[Dataset excerpt]
::::::::::

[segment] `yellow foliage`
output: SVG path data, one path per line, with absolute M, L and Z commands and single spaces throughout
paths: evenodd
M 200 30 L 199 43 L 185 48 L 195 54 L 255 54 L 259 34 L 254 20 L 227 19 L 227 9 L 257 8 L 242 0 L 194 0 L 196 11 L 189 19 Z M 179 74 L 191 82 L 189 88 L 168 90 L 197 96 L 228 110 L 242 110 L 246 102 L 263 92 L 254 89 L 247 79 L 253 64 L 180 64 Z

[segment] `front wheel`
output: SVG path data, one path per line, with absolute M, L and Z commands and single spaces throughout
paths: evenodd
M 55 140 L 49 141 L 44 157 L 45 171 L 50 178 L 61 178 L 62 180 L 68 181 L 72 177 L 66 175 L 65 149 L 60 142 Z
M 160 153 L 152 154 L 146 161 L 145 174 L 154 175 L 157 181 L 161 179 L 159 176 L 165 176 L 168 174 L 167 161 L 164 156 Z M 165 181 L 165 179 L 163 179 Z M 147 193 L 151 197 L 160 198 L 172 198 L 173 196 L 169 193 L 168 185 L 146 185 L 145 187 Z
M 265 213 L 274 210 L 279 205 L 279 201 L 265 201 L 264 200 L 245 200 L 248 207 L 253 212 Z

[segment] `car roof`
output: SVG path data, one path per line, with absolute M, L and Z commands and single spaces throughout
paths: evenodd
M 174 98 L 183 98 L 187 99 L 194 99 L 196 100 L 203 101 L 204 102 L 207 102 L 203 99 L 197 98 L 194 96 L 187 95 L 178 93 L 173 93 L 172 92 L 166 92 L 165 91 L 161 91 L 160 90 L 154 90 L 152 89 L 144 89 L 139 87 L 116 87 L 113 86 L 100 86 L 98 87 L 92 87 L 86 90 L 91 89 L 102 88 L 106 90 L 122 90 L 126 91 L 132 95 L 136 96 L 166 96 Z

::::::::::

*WRITTEN EXERCISE*. Write out again every line of the material from its start through the line with "M 200 30 L 199", shifting each outline by adding 64 to every coordinate in the answer.

*WRITTEN RESPONSE*.
[segment] `yellow foliage`
output: SVG path data, one path per line, with absolute M, L and Z commands and single spaces throughout
paths: evenodd
M 264 94 L 263 107 L 249 112 L 259 118 L 319 118 L 323 98 L 318 84 L 291 83 L 291 73 L 321 72 L 306 64 L 258 64 L 260 75 L 253 83 Z M 243 138 L 255 146 L 253 152 L 232 154 L 261 160 L 292 174 L 306 174 L 310 166 L 327 156 L 318 153 L 311 143 L 317 128 L 244 128 Z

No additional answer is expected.